La présence à distance

Une crise impacte les formations en travail social, elles sont devenues multimodales en accéléré, entrainant des inquiétudes sur les formations réalisées à distance.
La formation à distance en France existe depuis 1939, l’évolution de la technologie numérique, l’a transformée en profondeur, avec une amélioration de la qualité d’image et de son. Depuis 1990, dans l’enseignement supérieur les expériences se multiplient avec de nombreux programmes européens. Les cours réalisés à distance ont été massivement développés pendant la pandémie et ils persistent aujourd’hui. Le distanciel, « dérange, exacerbe, bouleverse », selon Geneviève Jacquinot-Delaunay (2010). Les formateurs et les étudiants, ont souvent des réactions négatives sur cette expérience. Les apprenants occupent une place différente, plus auteurs qu'acteurs de leurs parcours. Ils sont confrontés à un problème d’acculturation et de gestion des freins aux changements. J'entends souvent dans le cadre de mes fonctions de coordinatrice de formation : « les cours à distance sont moins bien que le face à face ».
Dans le cadre d’un mémoire de master 2, pendant trois ans, j’ai interrogé des étudiants en formation Assistant de Service Social sur leur vécu des cours à distance. Les retours se cristallisaient autour du sentiment de manque de présence. Les différents acteurs opposent la présence physique et à la distance géographique.
Il y a souvent une dichotomie concernant les cours en distanciel : l’humain, d’un côté et la machine de l’autre. Néanmoins selon Choplin (2009), le média a des « propriétés sémio cognitives propres qui ont un impact en tant que système de représentations sur les processus d’apprentissages ». Il y a ici, quelque chose à explorer sur « l'enjambement » (Latour), qui évoque des changements de « modes opératoires », entre le présentiel et le distanciel. Il apparait une présence idéale et une distance connotée négativement dans les représentations communes.
J-L Weissberg (2000) précise « entre la présence en face à face et l’absence, se construisent…des graduations … qui incitent à repenser nos conceptions héritées, relatives au partage du commun de l’ici et maintenant ». Les notions n'apparaissent pas de façon opposée mais plutôt imbriquées l’une à l’autre avec différents niveaux.
Il semble donc nécessaire de s’approprier les différentes présences identifiées qui ont toutes pour objectifs d’initier un « sentiment de présence » central en formation à distance selon G Jacquinot, afin « d’apprivoiser » cette distance lorsque les cours ne sont pas réalisés en face à face.

_ _ _ _ _ _ _

• Exercice écrit A: Recopiez à l'identique les lignes des enregistrements, depuis leur début jusqu'à la ligne contenant « Give the mask of the green tower crane. », celle-ci comprise.
Le texte et les enregistrements n'ont aucun lien entre eux.

• Éléments d'annotation par segmentation:
_ _ _ _ _ _ _

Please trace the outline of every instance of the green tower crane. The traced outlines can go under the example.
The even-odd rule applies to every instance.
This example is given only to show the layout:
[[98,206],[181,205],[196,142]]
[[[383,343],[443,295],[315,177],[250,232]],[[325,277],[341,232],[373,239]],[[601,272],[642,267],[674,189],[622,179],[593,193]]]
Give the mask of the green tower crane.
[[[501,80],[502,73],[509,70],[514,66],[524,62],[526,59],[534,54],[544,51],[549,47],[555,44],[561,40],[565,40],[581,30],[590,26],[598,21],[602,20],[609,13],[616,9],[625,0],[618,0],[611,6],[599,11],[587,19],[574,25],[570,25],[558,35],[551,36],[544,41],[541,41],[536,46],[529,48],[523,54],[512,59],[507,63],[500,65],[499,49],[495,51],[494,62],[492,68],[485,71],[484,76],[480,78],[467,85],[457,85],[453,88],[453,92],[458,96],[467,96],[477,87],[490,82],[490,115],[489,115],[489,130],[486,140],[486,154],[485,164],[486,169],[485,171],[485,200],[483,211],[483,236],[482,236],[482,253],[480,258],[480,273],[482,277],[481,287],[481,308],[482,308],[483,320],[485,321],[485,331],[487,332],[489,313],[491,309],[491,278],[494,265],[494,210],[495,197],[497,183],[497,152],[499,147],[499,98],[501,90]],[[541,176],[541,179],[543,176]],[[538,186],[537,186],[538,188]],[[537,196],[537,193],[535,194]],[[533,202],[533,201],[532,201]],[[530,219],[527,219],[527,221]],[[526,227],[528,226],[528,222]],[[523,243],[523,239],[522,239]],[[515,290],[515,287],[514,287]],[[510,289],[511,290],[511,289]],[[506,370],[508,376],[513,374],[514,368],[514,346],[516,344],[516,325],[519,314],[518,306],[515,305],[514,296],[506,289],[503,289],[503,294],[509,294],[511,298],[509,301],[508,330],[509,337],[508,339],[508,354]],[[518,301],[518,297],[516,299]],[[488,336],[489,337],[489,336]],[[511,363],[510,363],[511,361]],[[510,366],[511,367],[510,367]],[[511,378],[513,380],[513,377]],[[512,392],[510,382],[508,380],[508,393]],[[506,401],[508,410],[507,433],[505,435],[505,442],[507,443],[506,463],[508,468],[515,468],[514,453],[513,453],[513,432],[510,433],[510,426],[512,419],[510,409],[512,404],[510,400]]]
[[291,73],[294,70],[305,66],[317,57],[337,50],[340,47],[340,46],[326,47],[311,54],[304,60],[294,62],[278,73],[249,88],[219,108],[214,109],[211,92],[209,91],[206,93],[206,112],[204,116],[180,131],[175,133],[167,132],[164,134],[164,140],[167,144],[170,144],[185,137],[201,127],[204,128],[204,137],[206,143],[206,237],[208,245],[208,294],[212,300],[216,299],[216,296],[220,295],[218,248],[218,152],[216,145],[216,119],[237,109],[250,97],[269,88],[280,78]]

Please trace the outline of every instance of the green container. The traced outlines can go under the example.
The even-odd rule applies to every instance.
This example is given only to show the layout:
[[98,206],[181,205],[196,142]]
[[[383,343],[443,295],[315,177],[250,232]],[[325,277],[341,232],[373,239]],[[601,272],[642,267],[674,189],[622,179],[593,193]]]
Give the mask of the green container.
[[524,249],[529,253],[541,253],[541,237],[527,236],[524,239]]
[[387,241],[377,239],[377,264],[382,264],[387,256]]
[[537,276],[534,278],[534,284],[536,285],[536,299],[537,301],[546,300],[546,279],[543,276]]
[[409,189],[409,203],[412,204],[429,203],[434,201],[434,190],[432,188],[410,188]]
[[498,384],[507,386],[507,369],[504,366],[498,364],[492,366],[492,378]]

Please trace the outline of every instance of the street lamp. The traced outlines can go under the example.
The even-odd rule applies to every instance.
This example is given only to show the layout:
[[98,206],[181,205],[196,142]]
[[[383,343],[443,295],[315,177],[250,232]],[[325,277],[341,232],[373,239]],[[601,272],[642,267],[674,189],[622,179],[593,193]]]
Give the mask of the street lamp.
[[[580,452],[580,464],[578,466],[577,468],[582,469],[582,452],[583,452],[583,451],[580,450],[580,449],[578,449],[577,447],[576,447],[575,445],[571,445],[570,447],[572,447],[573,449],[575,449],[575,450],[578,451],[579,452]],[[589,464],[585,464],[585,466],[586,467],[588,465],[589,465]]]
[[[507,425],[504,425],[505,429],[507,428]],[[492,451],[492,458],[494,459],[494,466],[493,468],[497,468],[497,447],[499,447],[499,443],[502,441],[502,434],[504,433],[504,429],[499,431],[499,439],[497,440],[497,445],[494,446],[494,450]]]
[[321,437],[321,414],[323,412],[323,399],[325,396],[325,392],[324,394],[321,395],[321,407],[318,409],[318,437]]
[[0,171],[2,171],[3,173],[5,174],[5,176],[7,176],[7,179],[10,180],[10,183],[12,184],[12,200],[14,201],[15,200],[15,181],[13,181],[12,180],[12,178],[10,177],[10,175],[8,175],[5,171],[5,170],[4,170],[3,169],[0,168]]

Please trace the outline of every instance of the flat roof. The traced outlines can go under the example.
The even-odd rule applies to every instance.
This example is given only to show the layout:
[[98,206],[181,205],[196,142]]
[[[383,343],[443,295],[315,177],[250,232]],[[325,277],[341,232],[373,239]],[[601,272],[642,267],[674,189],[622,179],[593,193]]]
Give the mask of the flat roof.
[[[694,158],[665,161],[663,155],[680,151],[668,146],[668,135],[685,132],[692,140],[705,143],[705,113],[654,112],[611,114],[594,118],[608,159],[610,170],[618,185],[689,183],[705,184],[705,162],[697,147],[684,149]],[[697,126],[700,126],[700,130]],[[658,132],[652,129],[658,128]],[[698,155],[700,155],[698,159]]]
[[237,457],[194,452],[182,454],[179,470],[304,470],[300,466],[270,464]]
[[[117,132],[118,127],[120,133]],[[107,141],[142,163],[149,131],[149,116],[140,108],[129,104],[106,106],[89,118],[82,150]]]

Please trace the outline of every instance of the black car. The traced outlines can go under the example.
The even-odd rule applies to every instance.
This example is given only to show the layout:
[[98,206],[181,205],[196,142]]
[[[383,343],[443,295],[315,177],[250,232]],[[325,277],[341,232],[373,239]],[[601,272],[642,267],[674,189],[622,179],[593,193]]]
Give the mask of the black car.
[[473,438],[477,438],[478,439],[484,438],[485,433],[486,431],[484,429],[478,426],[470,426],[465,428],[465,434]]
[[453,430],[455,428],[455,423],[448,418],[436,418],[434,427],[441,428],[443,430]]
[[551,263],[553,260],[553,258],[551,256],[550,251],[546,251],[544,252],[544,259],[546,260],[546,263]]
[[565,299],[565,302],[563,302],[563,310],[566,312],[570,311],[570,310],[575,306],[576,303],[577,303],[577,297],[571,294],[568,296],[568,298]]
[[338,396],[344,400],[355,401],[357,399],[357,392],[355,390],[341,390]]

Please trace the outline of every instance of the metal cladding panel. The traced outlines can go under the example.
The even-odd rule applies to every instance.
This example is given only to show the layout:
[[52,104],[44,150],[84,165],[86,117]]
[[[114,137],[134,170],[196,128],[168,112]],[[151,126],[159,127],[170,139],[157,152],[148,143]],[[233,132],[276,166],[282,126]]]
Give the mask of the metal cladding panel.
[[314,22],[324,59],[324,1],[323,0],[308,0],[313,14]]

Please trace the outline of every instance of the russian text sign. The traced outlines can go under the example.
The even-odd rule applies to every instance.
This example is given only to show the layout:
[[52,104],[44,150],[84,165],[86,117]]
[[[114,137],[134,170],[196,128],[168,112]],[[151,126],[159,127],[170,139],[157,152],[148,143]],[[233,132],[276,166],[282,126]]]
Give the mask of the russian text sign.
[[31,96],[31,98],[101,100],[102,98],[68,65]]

_ _ _ _ _ _ _

• Exercice écrit B: Rédigez la suite du texte sur la présence à distance, en partant de sa dernière phrase.

• Réponse attendue A:
Please trace the outline of every instance of the green tower crane. The traced outlines can go under the example.
The even-odd rule applies to every instance.
This example is given only to show the layout:
[[98,206],[181,205],[196,142]]
[[[383,343],[443,295],[315,177],[250,232]],[[325,277],[341,232],[373,239]],[[601,272],[642,267],[674,189],[622,179],[593,193]]]
Give the mask of the green tower crane.

• Réponse attendue B:
D.Paquelin (2011) précise : « la présence dans la distance apparaît de plus en plus comme l’une des composantes de l'efficience des dispositifs ». Obtenir un sentiment de présence par l’ensemble des acteurs est souligné comme un axe majeur de la réussite des cours en distanciel Mais « L’apprentissage ne peut se réaliser sans lien social » (Piaget et Vygotski). Tout l’enjeu est donc de restituer de la présence, pour permettre des liens sociaux à distance.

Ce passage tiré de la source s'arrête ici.